-------- Information given
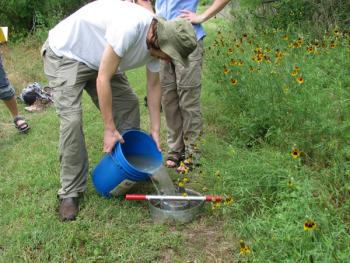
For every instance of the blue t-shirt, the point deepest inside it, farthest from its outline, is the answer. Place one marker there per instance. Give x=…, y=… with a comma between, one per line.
x=170, y=9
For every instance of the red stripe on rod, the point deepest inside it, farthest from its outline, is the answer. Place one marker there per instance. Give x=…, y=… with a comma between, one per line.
x=135, y=197
x=213, y=198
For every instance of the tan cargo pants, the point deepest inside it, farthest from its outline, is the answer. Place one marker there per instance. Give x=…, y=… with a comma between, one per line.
x=181, y=89
x=69, y=78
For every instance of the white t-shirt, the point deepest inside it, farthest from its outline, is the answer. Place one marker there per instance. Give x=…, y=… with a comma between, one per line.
x=84, y=34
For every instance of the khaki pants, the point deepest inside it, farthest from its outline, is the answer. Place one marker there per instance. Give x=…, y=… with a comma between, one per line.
x=69, y=78
x=181, y=89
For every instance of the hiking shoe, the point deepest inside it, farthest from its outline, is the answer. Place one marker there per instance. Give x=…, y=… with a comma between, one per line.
x=68, y=208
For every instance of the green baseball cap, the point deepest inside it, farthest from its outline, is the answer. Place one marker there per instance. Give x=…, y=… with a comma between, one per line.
x=176, y=38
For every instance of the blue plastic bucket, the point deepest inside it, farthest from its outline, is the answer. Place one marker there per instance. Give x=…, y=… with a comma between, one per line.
x=135, y=160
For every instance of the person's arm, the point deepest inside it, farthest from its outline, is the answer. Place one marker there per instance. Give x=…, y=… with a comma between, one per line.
x=212, y=10
x=108, y=67
x=144, y=3
x=153, y=101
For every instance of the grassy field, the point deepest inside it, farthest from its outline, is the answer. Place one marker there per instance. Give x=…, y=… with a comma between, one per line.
x=277, y=147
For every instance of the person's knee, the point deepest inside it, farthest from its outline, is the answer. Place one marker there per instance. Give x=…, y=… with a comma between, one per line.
x=7, y=93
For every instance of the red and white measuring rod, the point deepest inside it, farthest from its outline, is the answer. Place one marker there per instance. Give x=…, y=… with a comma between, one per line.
x=139, y=197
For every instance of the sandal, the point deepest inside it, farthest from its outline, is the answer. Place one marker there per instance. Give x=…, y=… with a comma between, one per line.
x=21, y=124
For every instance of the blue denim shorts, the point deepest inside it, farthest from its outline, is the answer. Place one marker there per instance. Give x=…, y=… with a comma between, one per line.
x=6, y=89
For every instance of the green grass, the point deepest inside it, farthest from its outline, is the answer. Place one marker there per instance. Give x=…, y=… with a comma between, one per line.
x=246, y=155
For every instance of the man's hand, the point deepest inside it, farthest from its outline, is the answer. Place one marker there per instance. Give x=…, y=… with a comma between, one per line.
x=110, y=139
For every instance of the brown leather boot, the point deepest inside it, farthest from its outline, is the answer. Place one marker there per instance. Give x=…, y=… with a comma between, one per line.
x=68, y=208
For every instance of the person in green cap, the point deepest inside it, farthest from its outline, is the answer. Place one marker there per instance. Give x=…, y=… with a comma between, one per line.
x=181, y=83
x=90, y=50
x=7, y=94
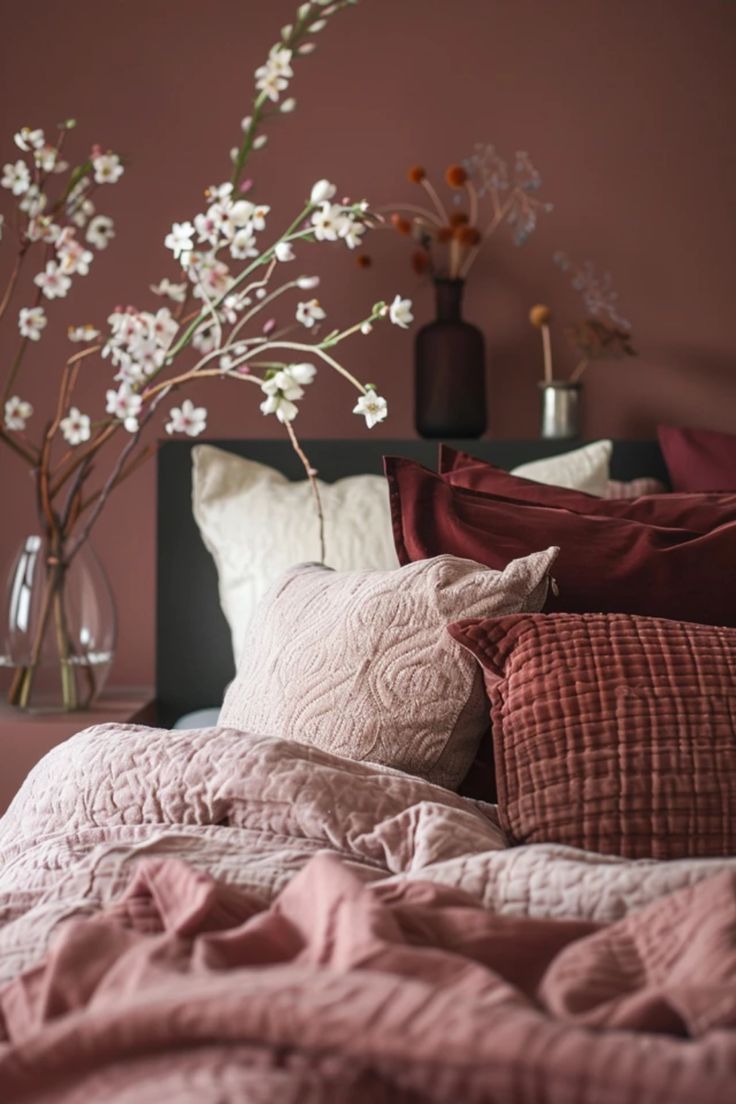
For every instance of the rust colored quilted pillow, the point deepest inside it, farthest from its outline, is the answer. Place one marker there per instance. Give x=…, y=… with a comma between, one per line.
x=611, y=733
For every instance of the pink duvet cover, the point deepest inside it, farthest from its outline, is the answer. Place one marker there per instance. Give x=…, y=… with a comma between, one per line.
x=233, y=917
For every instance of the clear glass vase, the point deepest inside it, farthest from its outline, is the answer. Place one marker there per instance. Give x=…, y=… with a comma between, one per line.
x=60, y=627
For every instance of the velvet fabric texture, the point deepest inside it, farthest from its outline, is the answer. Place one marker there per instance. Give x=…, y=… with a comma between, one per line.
x=611, y=733
x=359, y=662
x=607, y=564
x=699, y=459
x=697, y=512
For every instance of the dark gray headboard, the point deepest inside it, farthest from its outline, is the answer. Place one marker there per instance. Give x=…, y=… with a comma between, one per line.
x=194, y=659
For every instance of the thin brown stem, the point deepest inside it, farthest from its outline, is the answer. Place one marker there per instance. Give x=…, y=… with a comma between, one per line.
x=311, y=475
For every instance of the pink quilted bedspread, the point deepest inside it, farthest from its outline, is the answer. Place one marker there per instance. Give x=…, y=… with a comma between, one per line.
x=220, y=917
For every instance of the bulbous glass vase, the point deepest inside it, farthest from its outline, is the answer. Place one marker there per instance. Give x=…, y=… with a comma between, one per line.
----------------
Objective. Can you quote the listing word for word, from its start through the line that contains "x=135, y=160", including both ends and leaving out the pictures?

Complete response.
For every instance of the blue t-shirt, the point deepest inside it, farthest from its outline, is the answer. Place one marker there per instance. Give x=…, y=… with a comma between, one per line.
x=170, y=9
For every instance of the red stripe on rod, the point deepest inside it, farthest from its outline, is the answer. Place one marker there per instance. Give x=…, y=… with a comma between, one per line.
x=135, y=197
x=213, y=198
For every instance of the tan cargo pants, the point deepest inside it, farthest from its outline, is the answer. Place one marker there per instance. Give x=…, y=… with a comma between, one per line.
x=181, y=89
x=69, y=78
For every instance of the white t-shirt, the point deepest inside it, farthest from its outline, is the answer. Place one marker there per instance. Give x=…, y=… with a comma between, one per line.
x=84, y=34
For every instance of the khaki pants, the point deepest inside it, farthest from its outline, is the answer. Place one marker there per instance. Give x=…, y=… with a comma between, one per line.
x=69, y=78
x=181, y=89
For every instance of the hiking shoe, the point deepest inside it, farthest from its outline, is the answer. Place one marker there per instance. Give x=…, y=… with a comma between, one per line.
x=68, y=208
For every instance of the green baseball cap, the point deepest inside it, farthest from its outline, is the answer. Place one marker there per instance. Give x=…, y=… with a comma between, one per line.
x=176, y=38
For every instance of the blue plastic bucket, the point deepest inside it, farthest from its outline, is the answer. Place one marker there per instance. Give x=…, y=… with a comma between, one per line.
x=135, y=160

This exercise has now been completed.